[Begin Supplied text]

Chris Froome: UCI president says Team Sky's wealth helped them fight case in way other teams could not

By Patrick Nathanson & Jack SkeltonBBC Sport
Team Sky rider Chris Froome steps off the team bus before a training session
Chris Froome is targeting a record-equalling fifth Tour de France title and fourth Grand Tour win in a row

Team Sky's wealth allowed them to fight Chris Froome's asthma drug case in a way other teams could not have done, says UCI president David Lappartient.

Cycling's governing body dropped proceedings against Froome following a nine-month investigation on Monday.

He had been under scrutiny for having more than the allowed level of legal asthma drug salbutamol in his urine.

"Froome had more financial support to find good experts to explain the situation," Lappartient told BBC Sport.

He said it was "a reality of life unfortunately" that the outcome of cases could be affected by the resources the rider involved is able to call on, with poorer teams less able to secure justice.

"Maybe situations like this happened in the past," added the Frenchman.

However, Lappartient said the UCI is "neutral" when assessing evidence presented to them and has "the same behaviour" in its investigations whether "it's a small rider or Chris Froome, a small team or Team Sky".

Froome, 33, denied any wrongdoing throughout the process and is targeting a record-equalling fifth Tour title when the 2018 edition of the race starts on Saturday.

[End Supplied text]
[Begin Stored records]

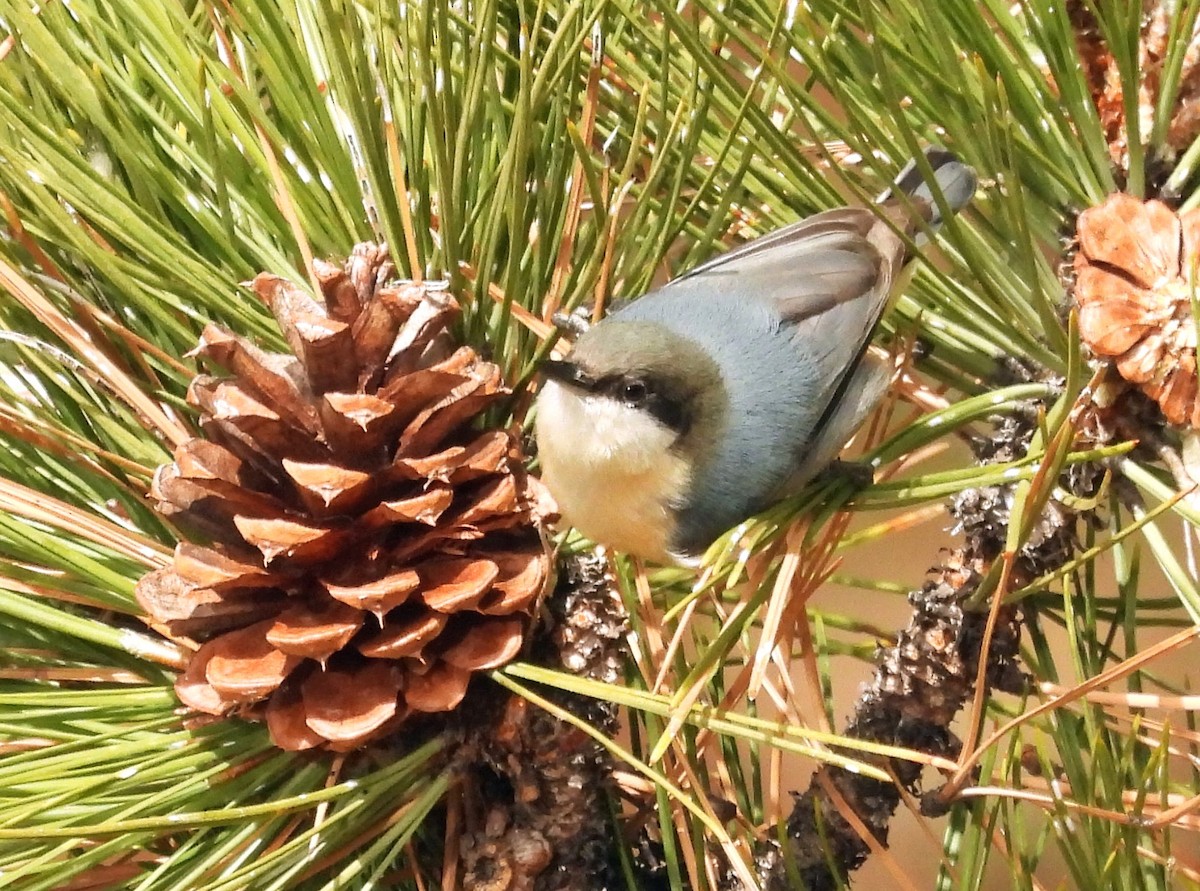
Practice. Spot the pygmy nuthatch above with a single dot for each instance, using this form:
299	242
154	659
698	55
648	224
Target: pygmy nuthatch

[End Stored records]

● Goal
Continue the article on the UCI president's comments about Chris Froome's asthma drug case, picking up after its final sentence.

● Expected output
'It took too long'

Lappartient admitted the case could have been handled better because it took "too long" and there was "too much pressure" waiting for the result, with Froome winning the Giro d'Italia in May while the investigation was ongoing and a ban remained a possibility.

He said it took nine months to reach a decision in part because Froome "brought a lot of experts with him to try to demonstrate that he's not guilty" but also because the UCI was waiting on answers from the World Anti-Doping Agency (Wada), on whose advice the governing body decided to drop the case.

"We were in the middle of a big battle between Team Sky and the test itself and Wada," said Lappartient.

When asked if Team Sky would release the evidence it submitted, team principal Dave Brailsford said: "The people that made the decision were the UCI and Wada, not Team Sky, and that's where the information about how that decision was made should come from, not necessarily ourselves."

Lappartient said he would be "very happy" to publish the full reasoned decision but the UCI requires the agreement of Froome and has not yet received it.

Writing in French newspaper Le Monde on Friday, Froome said: "I would welcome the publication by Wada of the scientific studies they relied on both to create the current testing regime and to exonerate me."

The scientist responsible for Wada's salbutamol limits has said the rules are flawedexternal-link and, while Lappartient said Wada should discuss whether the regulations need to be reassessed, he "could not agree" this case proved anti-doping had failed.

"Cycling is the sport of anti-doping," he said. "If you compare cycling today to 10 years ago, 20 years ago, you'll really see now real cycling.

"We have called on Wada to add tramadol and glucocorticoids to the banned list - this will be a new step and the UCI is at the front of the bunch."

'We have to judge by current rules'

Wada permits athletes to have up to a 'decision limit' of 1,200 nanograms per millilitre of salbutamol in their urine.

Four-time Tour de France winner Froome originally returned a reading of 2,000ng/ml during his Vuelta a Espana win in September, though this was reduced to 1,429ng/ml when taking dehydration into account - using a Wada rule change that came into effect in March.

Italian rider Diego Ulissi got a nine-month ban in 2014 for having 1,920ng/ml in his test results, while compatriot Alessandro Petacchi was banned for a year for a reading of 1,320ng/ml in 2007.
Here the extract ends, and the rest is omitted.